Problem details -
Find the line containing "x=95, y=390" in the records below. Copy exactly that line and each one after it, ending at the line containing "x=107, y=375", and nothing more.

::: Record excerpts :::

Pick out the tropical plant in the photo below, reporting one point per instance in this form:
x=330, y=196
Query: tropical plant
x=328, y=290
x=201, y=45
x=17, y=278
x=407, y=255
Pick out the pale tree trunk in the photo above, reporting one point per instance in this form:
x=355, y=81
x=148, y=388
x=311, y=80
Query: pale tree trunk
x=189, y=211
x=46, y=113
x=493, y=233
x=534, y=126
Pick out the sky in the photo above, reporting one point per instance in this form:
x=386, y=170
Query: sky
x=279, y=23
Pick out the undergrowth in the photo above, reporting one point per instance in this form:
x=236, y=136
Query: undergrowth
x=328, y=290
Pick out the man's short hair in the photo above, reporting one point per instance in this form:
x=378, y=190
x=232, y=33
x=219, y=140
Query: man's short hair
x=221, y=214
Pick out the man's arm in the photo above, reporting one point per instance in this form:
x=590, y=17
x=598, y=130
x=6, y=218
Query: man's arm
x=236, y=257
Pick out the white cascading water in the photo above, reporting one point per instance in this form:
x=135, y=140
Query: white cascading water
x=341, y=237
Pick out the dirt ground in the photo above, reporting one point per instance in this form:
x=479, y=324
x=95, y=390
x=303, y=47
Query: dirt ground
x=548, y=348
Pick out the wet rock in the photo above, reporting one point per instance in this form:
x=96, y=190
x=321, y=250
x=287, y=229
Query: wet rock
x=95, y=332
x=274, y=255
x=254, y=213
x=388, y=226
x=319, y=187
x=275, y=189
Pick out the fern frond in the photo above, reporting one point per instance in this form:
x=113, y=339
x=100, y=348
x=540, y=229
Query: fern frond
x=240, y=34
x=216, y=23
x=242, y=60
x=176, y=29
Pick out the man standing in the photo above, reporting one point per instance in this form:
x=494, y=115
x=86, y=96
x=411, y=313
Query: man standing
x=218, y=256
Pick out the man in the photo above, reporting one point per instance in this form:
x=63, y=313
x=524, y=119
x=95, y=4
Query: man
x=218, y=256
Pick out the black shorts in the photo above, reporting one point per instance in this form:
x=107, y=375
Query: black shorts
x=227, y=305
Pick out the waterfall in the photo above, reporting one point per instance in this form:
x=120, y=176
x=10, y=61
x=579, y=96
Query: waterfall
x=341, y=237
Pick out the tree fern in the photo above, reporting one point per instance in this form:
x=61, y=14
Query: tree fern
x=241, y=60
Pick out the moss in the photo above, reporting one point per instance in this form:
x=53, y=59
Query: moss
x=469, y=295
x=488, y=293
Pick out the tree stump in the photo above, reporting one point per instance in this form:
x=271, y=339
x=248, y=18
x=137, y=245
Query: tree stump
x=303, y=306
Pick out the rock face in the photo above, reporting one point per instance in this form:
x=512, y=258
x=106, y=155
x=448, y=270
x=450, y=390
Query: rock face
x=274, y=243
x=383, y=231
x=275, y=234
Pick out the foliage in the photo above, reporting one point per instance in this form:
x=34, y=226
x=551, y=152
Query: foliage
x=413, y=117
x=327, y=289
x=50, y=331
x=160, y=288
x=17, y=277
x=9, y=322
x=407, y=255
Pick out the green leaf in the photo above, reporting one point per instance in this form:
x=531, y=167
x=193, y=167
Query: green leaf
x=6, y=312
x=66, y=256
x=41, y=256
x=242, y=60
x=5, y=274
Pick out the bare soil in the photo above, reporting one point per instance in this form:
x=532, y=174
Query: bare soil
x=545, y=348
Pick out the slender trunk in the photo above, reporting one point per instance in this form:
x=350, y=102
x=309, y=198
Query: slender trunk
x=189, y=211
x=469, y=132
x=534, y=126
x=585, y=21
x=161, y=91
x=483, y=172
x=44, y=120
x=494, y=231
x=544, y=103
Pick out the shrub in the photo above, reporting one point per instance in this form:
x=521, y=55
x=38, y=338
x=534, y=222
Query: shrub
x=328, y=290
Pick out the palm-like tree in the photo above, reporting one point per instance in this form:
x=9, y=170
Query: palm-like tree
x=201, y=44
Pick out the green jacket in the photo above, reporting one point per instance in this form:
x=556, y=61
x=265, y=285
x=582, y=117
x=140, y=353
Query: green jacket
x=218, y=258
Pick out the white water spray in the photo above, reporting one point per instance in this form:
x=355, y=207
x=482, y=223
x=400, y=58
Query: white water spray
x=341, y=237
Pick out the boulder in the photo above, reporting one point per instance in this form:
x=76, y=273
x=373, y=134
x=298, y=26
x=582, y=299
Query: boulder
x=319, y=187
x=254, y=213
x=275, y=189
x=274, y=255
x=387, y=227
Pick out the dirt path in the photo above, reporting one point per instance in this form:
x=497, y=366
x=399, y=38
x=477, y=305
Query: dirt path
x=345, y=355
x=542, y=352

:::

Response to this exercise -
x=95, y=390
x=303, y=47
Query: dirt ground
x=548, y=348
Pick out the wet rock in the photo above, reporting one point per instance in this form:
x=96, y=190
x=321, y=250
x=287, y=229
Query: wet rock
x=95, y=332
x=274, y=255
x=254, y=213
x=388, y=226
x=319, y=187
x=275, y=189
Pick out the fern frond in the photo above, reporting one point per instance in this form:
x=113, y=339
x=100, y=348
x=540, y=229
Query: fern frond
x=240, y=34
x=216, y=23
x=242, y=60
x=176, y=29
Pick out the man standing in the photo above, reporting one point per instance in this form:
x=494, y=115
x=86, y=96
x=411, y=313
Query: man standing
x=218, y=256
Pick out the man in the photo above, reporting one point per instance in this form:
x=63, y=313
x=524, y=119
x=95, y=4
Query: man
x=218, y=256
Pick out the black shorts in the photo above, reporting one point per instance in this form:
x=107, y=375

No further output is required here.